▶ JOB:
Copy out all of the data exactly as it appears.

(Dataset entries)
★ ★ ★ ★

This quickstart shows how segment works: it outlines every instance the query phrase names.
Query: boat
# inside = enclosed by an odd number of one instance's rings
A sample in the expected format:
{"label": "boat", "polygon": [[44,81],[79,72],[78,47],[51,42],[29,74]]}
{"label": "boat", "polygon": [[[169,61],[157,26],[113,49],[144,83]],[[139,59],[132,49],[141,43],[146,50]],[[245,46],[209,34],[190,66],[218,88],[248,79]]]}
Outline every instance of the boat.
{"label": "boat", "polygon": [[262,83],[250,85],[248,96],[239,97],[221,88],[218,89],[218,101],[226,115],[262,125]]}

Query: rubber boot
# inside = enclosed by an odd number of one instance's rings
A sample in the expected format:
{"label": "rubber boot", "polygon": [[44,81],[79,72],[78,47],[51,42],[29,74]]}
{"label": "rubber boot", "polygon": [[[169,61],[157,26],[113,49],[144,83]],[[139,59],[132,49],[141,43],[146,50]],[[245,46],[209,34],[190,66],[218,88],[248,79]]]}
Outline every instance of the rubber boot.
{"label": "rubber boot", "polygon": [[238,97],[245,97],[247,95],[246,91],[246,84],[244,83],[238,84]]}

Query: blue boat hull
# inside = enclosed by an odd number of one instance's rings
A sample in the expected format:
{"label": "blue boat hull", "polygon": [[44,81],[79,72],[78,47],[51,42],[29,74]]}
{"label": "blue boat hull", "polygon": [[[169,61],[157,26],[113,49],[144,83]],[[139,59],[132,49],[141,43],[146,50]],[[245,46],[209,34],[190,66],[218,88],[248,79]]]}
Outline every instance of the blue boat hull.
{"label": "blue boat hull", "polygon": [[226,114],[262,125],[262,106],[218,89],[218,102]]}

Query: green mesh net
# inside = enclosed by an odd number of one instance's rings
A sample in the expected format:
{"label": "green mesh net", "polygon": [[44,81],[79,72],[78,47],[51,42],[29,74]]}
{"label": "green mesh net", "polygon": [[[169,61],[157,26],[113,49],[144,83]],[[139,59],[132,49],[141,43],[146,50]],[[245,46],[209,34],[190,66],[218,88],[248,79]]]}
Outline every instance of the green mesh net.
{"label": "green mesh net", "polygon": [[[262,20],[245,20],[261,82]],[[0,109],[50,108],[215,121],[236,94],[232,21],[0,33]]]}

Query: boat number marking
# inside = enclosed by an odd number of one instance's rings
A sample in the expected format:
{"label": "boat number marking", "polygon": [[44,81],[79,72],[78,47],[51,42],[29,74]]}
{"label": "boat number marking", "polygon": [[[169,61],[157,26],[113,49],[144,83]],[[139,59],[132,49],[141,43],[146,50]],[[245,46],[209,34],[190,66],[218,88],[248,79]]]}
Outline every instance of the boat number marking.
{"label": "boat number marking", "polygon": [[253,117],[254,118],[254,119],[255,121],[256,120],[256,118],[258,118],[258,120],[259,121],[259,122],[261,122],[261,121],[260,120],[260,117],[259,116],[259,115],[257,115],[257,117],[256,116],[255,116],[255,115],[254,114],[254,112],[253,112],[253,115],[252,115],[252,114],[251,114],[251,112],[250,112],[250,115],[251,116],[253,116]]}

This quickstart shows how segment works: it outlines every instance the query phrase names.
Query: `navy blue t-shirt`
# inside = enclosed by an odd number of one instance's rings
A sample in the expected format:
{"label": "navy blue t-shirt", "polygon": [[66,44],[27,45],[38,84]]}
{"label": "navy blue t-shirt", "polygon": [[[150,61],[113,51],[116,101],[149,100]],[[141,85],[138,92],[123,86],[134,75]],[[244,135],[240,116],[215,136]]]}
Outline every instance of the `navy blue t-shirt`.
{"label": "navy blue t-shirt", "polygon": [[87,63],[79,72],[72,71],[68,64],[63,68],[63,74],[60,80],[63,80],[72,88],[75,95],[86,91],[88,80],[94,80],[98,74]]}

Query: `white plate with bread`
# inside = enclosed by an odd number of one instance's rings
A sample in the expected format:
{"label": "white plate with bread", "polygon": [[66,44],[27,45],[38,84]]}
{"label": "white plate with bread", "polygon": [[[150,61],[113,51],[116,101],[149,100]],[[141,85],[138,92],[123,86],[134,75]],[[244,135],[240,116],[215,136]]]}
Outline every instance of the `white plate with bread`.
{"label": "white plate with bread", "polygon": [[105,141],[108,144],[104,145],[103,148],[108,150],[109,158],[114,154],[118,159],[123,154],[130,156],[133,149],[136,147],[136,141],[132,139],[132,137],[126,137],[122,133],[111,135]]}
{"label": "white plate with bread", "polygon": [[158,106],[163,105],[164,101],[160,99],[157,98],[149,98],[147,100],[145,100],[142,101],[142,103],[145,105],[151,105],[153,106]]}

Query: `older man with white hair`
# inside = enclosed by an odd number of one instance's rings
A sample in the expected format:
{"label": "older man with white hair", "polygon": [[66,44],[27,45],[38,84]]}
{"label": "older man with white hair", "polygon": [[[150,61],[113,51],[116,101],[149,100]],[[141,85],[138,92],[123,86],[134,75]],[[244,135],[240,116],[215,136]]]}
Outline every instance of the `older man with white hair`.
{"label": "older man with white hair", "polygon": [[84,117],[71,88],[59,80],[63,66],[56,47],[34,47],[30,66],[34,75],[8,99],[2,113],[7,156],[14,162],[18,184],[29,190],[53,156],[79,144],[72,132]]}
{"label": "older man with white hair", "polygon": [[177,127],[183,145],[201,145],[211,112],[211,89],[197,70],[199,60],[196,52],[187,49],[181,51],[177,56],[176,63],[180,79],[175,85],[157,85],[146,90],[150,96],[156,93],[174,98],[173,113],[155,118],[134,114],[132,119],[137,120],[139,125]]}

★ ★ ★ ★

▶ EXPECTED ANSWER:
This quickstart shows how segment works: it outlines every instance the query phrase names.
Query: boat
# inside = enclosed by an odd number of one instance's rings
A sample in the expected format:
{"label": "boat", "polygon": [[44,81],[79,72],[78,47],[51,42],[29,74]]}
{"label": "boat", "polygon": [[[169,61],[157,26],[113,49],[144,83]],[[139,59],[132,49],[141,43],[146,50]],[[245,46],[209,34],[190,66],[218,88],[248,79]]]}
Outline every instance of the boat.
{"label": "boat", "polygon": [[262,83],[250,85],[248,96],[239,97],[221,88],[218,89],[218,101],[226,115],[262,125]]}

Query: rubber boot
# inside = enclosed by an odd number of one instance's rings
A sample in the expected format:
{"label": "rubber boot", "polygon": [[44,81],[79,72],[78,47],[51,42],[29,74]]}
{"label": "rubber boot", "polygon": [[[169,61],[157,26],[113,49],[144,83]],[[139,59],[132,49],[141,43],[146,50]],[[245,46],[209,34],[190,66],[218,88],[248,79]]]}
Outline every instance of the rubber boot.
{"label": "rubber boot", "polygon": [[238,97],[245,97],[247,95],[246,91],[246,84],[244,83],[238,84]]}

Query: blue boat hull
# inside = enclosed by an odd number of one instance's rings
A sample in the expected format:
{"label": "blue boat hull", "polygon": [[44,81],[79,72],[78,47],[51,42],[29,74]]}
{"label": "blue boat hull", "polygon": [[[169,61],[157,26],[113,49],[144,83]],[[139,59],[132,49],[141,43],[146,50]],[[245,46],[209,34],[190,66],[218,88],[248,79]]]}
Outline every instance of the blue boat hull.
{"label": "blue boat hull", "polygon": [[226,114],[262,125],[262,106],[218,89],[218,102]]}

Query: green mesh net
# inside = enclosed by an odd number of one instance's rings
A sample in the expected format:
{"label": "green mesh net", "polygon": [[44,81],[79,72],[78,47],[51,42],[29,74]]}
{"label": "green mesh net", "polygon": [[[169,61],[157,26],[113,49],[144,83]],[[139,59],[132,49],[141,43],[146,50]],[[245,46],[209,34],[190,66],[218,88],[248,79]]]}
Outline every instance of the green mesh net.
{"label": "green mesh net", "polygon": [[[262,20],[245,20],[261,82]],[[0,109],[50,108],[215,121],[236,94],[232,21],[0,33]]]}

Query: boat number marking
# inside = enclosed by an odd number of one instance's rings
A sample in the expected format:
{"label": "boat number marking", "polygon": [[44,81],[79,72],[78,47],[51,42],[29,74]]}
{"label": "boat number marking", "polygon": [[[169,61],[157,26],[113,49],[144,83]],[[139,59],[132,49],[141,43],[146,50]],[[245,46],[209,34],[190,66],[218,88],[248,79]]]}
Outline every instance of the boat number marking.
{"label": "boat number marking", "polygon": [[253,117],[254,118],[254,119],[255,121],[256,120],[256,118],[258,118],[258,120],[259,121],[259,122],[261,122],[261,121],[260,120],[260,117],[259,116],[259,115],[257,115],[257,117],[256,116],[255,116],[255,115],[254,114],[254,112],[253,112],[253,115],[252,115],[252,114],[251,114],[251,112],[250,112],[250,115],[251,116],[253,116]]}

This quickstart shows how segment works: it outlines every instance the query phrase names.
Query: `navy blue t-shirt`
# inside = enclosed by an odd number of one instance's rings
A sample in the expected format:
{"label": "navy blue t-shirt", "polygon": [[66,44],[27,45],[38,84]]}
{"label": "navy blue t-shirt", "polygon": [[[150,61],[113,51],[116,101],[149,100]],[[141,85],[138,92],[123,86],[134,75]],[[244,135],[240,116],[215,136]]]}
Outline every instance of the `navy blue t-shirt`.
{"label": "navy blue t-shirt", "polygon": [[87,63],[79,72],[72,71],[68,64],[63,68],[63,74],[60,80],[63,80],[72,88],[75,95],[86,91],[88,80],[94,80],[98,74]]}

Query: `white plate with bread`
# inside = enclosed by an odd number of one instance's rings
A sample in the expected format:
{"label": "white plate with bread", "polygon": [[66,44],[27,45],[38,84]]}
{"label": "white plate with bread", "polygon": [[[150,61],[113,51],[116,101],[149,100]],[[141,85],[138,92],[123,86],[134,75]],[[244,135],[240,116],[215,136]]]}
Outline every instance of the `white plate with bread`.
{"label": "white plate with bread", "polygon": [[105,141],[108,144],[104,145],[103,148],[108,150],[109,158],[114,154],[118,159],[123,154],[130,156],[133,149],[136,147],[136,141],[132,139],[132,137],[126,137],[122,133],[111,135]]}
{"label": "white plate with bread", "polygon": [[158,106],[163,105],[164,101],[160,99],[157,98],[149,98],[147,100],[145,100],[142,101],[142,103],[145,105],[151,105],[153,106]]}

Query: `older man with white hair`
# inside = enclosed by an odd number of one instance's rings
A sample in the expected format:
{"label": "older man with white hair", "polygon": [[66,44],[27,45],[38,84]]}
{"label": "older man with white hair", "polygon": [[[150,61],[113,51],[116,101],[149,100]],[[141,85],[138,92],[123,86],[134,75]],[[244,135],[240,116],[215,136]]]}
Outline every instance of the `older man with white hair`.
{"label": "older man with white hair", "polygon": [[84,117],[71,88],[59,80],[63,66],[56,47],[34,47],[30,66],[34,75],[8,99],[2,113],[7,156],[14,162],[18,184],[29,190],[53,156],[79,144],[72,132]]}
{"label": "older man with white hair", "polygon": [[177,127],[183,145],[201,145],[211,112],[211,89],[197,70],[199,60],[196,52],[187,49],[181,51],[177,56],[176,63],[180,79],[175,85],[157,85],[146,90],[150,96],[156,93],[174,98],[173,113],[155,118],[134,114],[132,119],[137,120],[139,125]]}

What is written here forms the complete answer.